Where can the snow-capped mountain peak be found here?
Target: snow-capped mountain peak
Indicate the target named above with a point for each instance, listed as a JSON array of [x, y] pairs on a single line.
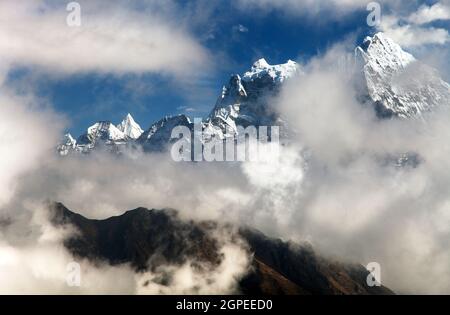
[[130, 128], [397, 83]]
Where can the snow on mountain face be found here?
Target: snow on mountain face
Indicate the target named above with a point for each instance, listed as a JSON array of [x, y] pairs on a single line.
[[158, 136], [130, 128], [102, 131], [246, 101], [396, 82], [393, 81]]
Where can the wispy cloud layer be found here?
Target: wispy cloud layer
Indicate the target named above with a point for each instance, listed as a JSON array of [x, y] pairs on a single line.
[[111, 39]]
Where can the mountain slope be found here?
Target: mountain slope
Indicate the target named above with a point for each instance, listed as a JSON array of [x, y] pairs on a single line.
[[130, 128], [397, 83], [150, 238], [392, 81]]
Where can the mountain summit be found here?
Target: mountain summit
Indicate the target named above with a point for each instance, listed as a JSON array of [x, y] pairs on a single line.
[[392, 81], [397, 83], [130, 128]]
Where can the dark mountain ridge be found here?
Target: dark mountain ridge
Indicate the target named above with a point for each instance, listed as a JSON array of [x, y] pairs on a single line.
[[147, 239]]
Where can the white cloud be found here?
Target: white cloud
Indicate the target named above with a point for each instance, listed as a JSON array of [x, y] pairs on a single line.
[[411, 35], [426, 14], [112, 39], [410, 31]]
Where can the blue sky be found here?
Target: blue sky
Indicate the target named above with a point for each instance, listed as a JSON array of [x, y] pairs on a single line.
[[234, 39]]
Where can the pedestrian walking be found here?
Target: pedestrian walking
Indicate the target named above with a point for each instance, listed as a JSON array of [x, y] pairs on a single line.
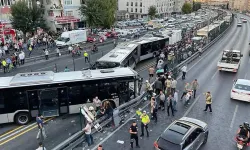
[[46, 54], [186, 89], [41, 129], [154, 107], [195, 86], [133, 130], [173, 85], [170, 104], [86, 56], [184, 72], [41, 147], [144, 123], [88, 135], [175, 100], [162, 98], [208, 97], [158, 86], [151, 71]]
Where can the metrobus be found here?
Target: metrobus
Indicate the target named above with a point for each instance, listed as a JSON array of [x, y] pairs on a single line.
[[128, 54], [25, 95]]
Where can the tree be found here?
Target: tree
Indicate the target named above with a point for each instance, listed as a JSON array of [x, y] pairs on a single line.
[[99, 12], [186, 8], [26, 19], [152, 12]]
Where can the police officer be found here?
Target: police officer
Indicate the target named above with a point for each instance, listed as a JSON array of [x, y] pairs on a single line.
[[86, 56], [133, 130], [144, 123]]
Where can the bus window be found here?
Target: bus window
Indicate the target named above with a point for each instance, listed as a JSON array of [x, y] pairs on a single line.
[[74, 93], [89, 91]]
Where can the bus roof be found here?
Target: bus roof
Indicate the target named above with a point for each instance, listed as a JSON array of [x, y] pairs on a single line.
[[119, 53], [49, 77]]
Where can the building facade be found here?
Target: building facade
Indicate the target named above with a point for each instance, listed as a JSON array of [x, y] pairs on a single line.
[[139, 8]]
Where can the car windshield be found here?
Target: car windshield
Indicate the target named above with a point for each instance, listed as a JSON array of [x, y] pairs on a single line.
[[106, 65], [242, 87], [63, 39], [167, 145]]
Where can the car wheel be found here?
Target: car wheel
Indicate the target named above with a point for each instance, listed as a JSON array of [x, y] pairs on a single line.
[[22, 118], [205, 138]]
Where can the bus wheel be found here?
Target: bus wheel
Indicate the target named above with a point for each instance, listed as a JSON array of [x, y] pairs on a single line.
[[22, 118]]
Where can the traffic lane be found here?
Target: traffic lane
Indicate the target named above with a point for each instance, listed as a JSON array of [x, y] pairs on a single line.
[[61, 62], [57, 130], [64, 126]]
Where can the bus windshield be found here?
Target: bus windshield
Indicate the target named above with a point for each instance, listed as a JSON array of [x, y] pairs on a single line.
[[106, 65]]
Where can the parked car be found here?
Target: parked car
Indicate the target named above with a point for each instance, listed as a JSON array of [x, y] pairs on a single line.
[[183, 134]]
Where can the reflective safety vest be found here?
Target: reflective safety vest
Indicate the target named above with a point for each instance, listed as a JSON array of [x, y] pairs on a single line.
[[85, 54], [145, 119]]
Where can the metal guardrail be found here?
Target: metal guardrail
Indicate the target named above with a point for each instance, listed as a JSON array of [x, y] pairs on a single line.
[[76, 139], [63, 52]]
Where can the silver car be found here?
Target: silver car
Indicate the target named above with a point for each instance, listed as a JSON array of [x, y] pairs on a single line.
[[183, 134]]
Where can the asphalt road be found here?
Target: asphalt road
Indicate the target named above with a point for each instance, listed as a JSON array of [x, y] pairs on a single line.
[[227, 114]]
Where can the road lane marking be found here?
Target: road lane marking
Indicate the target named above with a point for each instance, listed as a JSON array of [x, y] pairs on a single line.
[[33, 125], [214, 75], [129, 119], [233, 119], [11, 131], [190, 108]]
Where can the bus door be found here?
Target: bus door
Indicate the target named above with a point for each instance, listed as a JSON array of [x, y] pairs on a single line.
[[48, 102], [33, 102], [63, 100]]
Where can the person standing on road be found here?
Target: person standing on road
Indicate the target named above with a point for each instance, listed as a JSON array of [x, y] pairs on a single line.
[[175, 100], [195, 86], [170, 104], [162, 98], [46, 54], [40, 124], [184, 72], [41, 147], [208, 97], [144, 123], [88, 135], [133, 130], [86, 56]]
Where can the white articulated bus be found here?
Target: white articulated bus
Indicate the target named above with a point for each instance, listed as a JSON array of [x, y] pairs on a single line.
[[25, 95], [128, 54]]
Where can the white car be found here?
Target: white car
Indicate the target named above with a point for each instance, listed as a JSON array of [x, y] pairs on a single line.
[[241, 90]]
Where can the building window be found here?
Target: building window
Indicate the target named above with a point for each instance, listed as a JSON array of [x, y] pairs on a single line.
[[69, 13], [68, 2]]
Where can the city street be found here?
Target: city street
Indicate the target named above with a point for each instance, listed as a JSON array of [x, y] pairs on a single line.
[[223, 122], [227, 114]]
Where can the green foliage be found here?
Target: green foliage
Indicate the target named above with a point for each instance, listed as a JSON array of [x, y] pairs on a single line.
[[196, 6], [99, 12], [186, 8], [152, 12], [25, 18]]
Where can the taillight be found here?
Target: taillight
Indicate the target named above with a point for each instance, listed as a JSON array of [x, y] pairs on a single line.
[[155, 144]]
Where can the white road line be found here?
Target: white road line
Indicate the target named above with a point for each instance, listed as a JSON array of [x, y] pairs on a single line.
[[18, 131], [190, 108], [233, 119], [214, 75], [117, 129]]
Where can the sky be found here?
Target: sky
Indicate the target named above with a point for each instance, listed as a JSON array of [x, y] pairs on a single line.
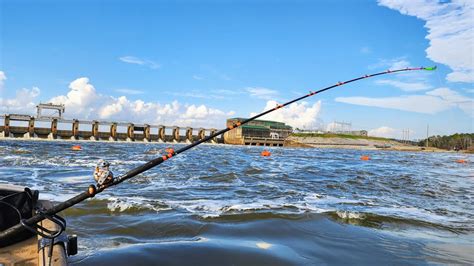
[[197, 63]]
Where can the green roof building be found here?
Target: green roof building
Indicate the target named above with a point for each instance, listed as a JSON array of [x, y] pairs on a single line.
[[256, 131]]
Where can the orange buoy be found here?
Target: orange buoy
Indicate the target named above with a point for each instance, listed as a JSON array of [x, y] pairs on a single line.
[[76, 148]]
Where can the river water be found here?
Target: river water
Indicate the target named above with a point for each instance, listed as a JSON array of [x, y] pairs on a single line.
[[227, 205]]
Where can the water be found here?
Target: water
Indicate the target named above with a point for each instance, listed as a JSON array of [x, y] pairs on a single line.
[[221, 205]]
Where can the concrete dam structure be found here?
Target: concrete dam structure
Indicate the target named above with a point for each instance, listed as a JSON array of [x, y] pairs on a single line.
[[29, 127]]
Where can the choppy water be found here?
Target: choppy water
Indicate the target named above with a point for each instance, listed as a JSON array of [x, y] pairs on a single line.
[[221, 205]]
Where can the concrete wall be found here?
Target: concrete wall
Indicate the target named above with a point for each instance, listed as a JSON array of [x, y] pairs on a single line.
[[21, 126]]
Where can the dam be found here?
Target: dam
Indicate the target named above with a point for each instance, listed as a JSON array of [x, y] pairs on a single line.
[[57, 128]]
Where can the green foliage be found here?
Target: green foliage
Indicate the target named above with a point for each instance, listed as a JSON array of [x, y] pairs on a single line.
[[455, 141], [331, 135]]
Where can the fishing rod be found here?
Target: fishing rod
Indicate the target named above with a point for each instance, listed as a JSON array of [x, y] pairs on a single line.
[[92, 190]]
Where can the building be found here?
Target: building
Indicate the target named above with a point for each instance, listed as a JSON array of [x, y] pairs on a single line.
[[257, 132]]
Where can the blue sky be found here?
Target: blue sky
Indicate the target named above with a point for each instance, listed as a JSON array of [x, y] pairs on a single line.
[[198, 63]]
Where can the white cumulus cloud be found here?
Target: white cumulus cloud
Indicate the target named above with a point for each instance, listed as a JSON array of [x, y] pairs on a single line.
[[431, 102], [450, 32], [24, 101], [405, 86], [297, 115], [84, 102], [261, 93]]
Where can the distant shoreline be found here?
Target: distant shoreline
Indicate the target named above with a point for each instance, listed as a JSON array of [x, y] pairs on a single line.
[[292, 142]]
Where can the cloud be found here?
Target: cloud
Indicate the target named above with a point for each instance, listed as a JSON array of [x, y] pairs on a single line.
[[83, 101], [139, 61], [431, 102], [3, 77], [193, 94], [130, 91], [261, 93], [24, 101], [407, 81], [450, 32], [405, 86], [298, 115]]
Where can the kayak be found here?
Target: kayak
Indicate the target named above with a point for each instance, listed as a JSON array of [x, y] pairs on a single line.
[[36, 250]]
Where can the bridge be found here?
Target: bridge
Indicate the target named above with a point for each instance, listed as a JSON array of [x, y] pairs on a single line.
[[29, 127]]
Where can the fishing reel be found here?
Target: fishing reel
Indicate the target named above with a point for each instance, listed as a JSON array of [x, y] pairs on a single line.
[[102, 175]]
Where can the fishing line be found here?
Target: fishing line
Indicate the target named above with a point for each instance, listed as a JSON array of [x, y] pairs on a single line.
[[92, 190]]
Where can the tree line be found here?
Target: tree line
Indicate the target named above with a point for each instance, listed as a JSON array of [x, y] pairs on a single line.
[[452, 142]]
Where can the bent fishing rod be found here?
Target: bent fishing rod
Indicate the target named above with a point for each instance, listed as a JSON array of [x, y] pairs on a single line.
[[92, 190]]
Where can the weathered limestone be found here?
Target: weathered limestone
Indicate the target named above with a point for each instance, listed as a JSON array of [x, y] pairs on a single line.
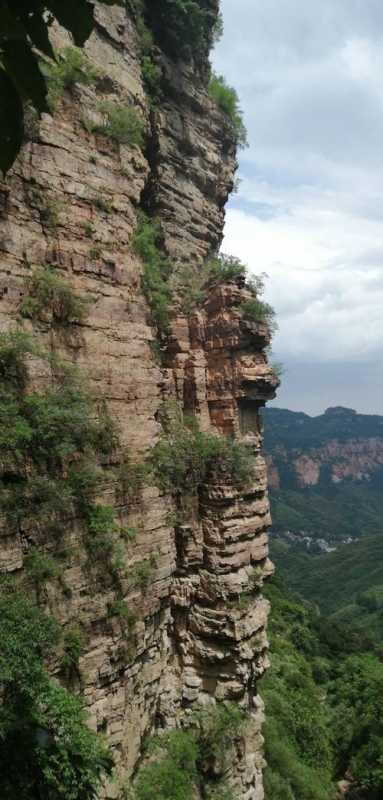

★ ★ ★ ★ ★

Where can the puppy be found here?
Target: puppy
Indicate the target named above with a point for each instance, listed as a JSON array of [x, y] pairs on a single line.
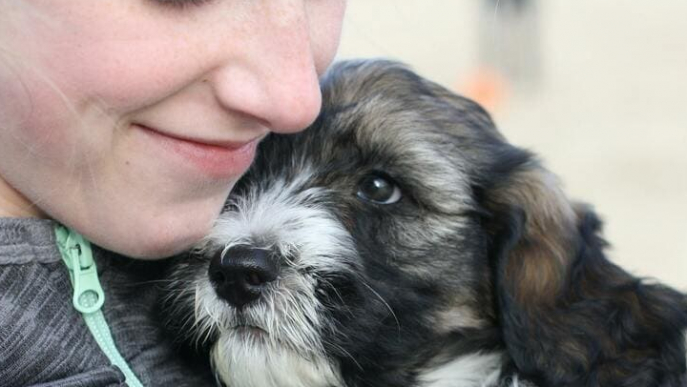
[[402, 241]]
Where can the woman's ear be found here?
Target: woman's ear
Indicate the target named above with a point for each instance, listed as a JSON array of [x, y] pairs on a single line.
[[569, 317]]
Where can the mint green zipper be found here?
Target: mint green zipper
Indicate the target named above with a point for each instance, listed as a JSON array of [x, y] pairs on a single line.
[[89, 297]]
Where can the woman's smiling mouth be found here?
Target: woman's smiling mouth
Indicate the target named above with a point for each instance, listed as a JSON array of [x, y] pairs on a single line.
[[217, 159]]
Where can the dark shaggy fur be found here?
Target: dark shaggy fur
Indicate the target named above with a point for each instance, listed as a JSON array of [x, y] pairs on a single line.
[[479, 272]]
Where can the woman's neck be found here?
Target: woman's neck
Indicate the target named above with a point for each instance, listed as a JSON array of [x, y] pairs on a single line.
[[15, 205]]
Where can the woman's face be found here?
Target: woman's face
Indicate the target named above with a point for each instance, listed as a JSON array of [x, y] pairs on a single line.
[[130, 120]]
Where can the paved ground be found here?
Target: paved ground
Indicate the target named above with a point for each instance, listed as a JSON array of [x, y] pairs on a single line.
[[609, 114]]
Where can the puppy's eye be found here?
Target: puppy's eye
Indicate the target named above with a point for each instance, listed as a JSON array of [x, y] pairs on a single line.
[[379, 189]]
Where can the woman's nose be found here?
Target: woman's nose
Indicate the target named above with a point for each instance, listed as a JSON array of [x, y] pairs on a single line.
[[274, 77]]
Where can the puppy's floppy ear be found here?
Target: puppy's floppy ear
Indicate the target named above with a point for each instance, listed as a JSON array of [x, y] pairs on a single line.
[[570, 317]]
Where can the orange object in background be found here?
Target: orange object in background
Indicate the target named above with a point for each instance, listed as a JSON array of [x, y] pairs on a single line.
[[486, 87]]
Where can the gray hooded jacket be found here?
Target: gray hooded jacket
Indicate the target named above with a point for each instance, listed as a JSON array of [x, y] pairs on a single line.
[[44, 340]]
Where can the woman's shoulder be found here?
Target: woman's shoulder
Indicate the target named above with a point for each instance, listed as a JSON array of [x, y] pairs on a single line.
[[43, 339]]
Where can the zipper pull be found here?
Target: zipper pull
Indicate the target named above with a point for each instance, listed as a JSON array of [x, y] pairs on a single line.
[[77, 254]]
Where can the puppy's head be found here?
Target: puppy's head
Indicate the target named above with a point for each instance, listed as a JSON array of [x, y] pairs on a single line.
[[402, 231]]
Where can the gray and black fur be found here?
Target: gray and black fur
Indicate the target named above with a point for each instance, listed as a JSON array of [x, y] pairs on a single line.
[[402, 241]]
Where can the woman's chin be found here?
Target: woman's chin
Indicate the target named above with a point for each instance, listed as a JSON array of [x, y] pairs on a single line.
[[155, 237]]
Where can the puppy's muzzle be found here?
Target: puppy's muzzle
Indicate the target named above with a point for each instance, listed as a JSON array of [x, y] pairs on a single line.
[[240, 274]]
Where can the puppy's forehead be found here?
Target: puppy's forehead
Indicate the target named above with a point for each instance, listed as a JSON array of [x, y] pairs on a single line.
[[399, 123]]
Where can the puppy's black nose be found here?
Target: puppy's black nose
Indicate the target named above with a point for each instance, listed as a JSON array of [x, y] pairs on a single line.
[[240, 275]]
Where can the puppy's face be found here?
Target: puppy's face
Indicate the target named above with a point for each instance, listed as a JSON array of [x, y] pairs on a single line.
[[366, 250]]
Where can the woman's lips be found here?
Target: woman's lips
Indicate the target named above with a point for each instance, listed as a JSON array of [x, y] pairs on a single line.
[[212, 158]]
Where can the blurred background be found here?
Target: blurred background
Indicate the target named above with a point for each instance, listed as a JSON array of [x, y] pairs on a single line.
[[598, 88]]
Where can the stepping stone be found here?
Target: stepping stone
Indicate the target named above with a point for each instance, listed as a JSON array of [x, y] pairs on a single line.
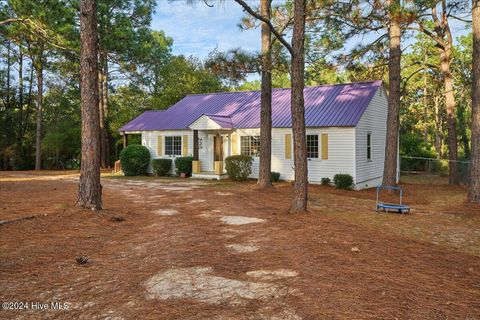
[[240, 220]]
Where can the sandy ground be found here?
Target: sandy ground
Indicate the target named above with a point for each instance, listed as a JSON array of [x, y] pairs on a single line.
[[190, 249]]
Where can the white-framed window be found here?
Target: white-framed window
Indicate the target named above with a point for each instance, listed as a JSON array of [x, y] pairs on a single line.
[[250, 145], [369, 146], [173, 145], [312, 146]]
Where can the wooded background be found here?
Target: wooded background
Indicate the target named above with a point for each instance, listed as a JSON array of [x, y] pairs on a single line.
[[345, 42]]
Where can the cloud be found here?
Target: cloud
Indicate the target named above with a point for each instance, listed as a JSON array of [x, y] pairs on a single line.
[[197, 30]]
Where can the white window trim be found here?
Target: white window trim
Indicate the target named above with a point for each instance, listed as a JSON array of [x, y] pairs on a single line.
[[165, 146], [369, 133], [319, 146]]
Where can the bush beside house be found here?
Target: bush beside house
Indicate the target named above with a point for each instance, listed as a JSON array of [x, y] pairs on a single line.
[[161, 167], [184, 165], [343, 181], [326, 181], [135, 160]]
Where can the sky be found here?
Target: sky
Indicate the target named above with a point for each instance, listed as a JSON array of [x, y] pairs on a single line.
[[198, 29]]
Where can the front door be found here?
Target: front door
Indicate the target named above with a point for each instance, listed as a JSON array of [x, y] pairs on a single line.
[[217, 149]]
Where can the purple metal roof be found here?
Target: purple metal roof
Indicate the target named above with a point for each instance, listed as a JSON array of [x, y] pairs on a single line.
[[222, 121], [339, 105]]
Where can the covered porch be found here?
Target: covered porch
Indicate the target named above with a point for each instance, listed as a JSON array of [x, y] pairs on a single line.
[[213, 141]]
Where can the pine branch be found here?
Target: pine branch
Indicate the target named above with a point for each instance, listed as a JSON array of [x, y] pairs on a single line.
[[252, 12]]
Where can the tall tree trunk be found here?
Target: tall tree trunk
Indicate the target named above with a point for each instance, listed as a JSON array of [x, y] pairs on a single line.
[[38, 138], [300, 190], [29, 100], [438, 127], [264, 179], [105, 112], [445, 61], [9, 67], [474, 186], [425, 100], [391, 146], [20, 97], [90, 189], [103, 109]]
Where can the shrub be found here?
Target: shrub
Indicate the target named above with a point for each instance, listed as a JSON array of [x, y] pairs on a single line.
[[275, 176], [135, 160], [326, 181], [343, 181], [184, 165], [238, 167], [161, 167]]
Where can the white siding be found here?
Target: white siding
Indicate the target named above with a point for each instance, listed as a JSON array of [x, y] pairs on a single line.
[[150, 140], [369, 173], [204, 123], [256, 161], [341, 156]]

★ ★ ★ ★ ★

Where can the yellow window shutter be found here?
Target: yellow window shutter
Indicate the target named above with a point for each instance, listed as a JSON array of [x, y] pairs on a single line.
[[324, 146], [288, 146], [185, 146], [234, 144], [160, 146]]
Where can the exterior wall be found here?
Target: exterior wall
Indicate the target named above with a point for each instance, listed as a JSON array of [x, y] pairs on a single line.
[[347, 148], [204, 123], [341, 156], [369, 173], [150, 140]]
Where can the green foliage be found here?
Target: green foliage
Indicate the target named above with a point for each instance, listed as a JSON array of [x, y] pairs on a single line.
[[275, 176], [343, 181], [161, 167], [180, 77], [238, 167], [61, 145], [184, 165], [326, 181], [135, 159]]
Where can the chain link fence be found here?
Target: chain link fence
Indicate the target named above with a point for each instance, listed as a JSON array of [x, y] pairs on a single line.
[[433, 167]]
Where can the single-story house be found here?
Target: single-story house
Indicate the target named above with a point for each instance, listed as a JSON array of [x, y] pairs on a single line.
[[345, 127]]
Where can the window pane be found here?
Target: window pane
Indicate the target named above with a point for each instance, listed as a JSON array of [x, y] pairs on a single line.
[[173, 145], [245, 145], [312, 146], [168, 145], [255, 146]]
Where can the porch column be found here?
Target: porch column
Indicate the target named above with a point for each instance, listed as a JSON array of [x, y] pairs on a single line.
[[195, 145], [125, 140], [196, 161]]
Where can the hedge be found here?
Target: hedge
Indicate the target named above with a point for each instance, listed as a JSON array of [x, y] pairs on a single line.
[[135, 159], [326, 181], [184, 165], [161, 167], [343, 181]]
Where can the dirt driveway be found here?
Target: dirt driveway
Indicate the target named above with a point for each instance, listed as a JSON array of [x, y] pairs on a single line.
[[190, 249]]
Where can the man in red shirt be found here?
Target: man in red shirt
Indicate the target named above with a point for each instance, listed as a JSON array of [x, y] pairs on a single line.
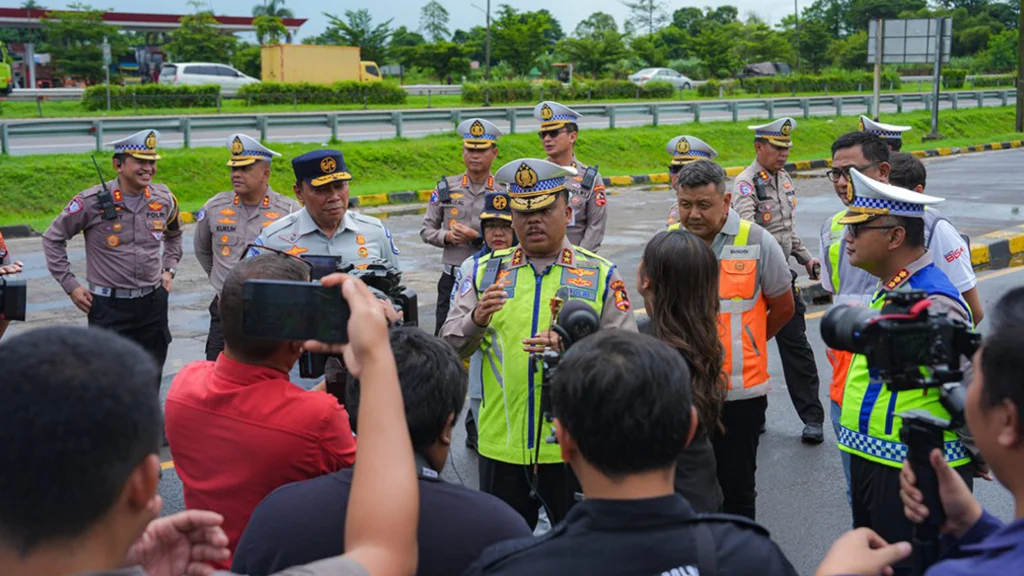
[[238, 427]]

★ ★ ★ ★ ★

> **Goal**:
In the part of the rows that opens with the line containing "Where can the blurred" and closes with the line containing "[[598, 88]]", rename "blurred background" to "soft-focus backdrop", leave everything else unchanged, and return only those lines.

> **Reply to the exercise**:
Where can the soft-focus backdrop be found here?
Target: soft-focus backdrop
Indicate the target named above with a point for each instance, listed as a JSON array of [x, y] pairs on a single line.
[[598, 88]]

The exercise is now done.